Would you copy all lines in the data that contain the word "branch"?

• **Region pointing data**:
=== Section Start ===
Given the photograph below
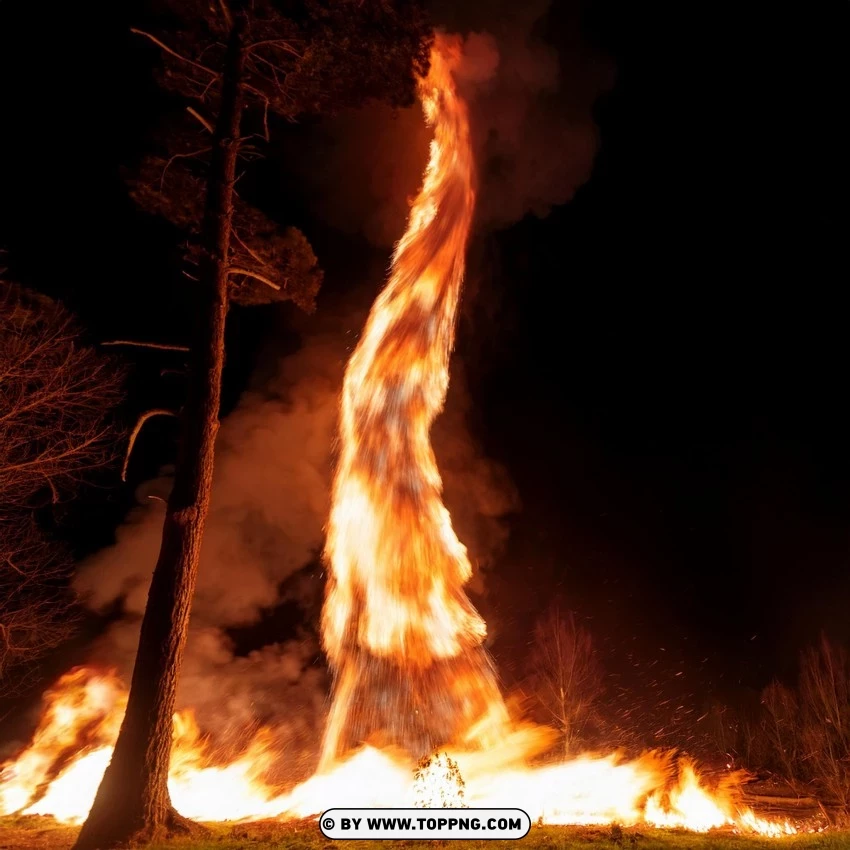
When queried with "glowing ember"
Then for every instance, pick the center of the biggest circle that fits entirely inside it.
(404, 641)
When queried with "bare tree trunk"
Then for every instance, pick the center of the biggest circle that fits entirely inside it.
(133, 802)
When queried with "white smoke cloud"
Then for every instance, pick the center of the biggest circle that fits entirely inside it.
(270, 500)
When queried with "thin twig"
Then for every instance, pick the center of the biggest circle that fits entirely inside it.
(174, 53)
(179, 156)
(195, 114)
(159, 345)
(148, 414)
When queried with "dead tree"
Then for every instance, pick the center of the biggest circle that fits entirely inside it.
(228, 57)
(55, 397)
(566, 677)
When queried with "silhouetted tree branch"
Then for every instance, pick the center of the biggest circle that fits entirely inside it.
(55, 395)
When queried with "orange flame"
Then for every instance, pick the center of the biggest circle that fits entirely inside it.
(404, 640)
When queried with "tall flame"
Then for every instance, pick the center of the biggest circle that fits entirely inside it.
(404, 640)
(396, 616)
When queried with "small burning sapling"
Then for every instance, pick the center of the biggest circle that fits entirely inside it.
(438, 783)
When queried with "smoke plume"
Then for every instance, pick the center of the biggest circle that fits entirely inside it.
(263, 538)
(531, 108)
(535, 142)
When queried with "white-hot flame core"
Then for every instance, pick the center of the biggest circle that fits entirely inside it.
(395, 592)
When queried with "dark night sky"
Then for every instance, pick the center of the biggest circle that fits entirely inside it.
(663, 369)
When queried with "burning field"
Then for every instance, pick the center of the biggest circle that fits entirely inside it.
(411, 675)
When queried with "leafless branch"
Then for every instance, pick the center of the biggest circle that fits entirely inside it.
(55, 394)
(139, 344)
(148, 414)
(195, 114)
(259, 277)
(174, 53)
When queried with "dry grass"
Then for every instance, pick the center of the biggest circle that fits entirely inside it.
(40, 833)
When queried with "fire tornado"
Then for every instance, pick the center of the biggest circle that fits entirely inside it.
(404, 641)
(401, 634)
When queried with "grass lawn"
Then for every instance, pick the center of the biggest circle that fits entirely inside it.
(42, 833)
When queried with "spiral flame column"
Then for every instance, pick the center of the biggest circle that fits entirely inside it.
(403, 639)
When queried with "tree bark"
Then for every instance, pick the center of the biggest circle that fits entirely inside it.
(133, 802)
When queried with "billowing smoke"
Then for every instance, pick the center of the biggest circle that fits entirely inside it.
(535, 141)
(261, 549)
(532, 117)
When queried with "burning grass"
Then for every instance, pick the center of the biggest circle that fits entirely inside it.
(33, 832)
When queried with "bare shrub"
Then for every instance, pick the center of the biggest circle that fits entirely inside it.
(55, 394)
(807, 732)
(566, 676)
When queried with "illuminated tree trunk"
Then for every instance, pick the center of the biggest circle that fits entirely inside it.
(133, 802)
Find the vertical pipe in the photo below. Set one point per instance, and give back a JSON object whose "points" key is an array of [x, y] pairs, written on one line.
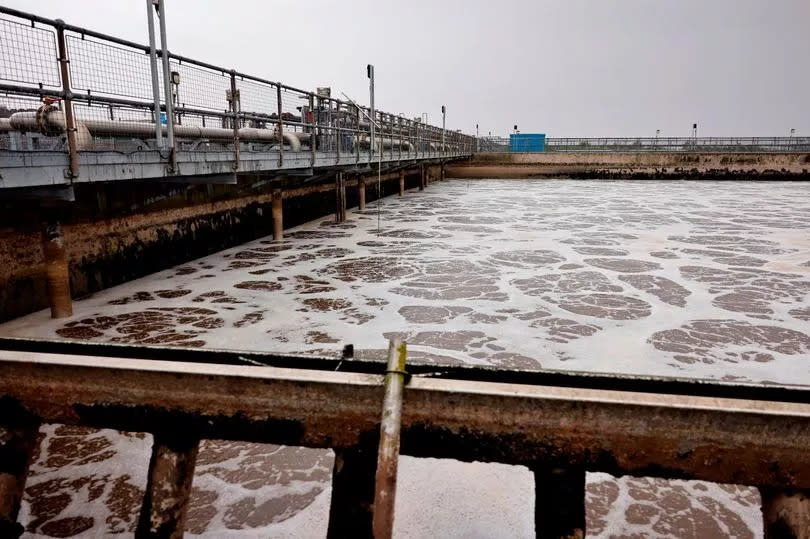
=== Section End ===
• **Task result**:
When queried with "silhouetted tree branch"
When queried with "leafless branch"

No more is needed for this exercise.